→ PROBLEM TO WORK ON: Copy out all the lines in the records that include the word "cluster".

(Point localization data)

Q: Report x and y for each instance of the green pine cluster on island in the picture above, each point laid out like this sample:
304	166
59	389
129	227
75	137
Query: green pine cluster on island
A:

→ EXERCISE RESULT:
Q: Report x and y for each instance of the green pine cluster on island in the picture above, each point laid out like this sample:
Query: green pine cluster on island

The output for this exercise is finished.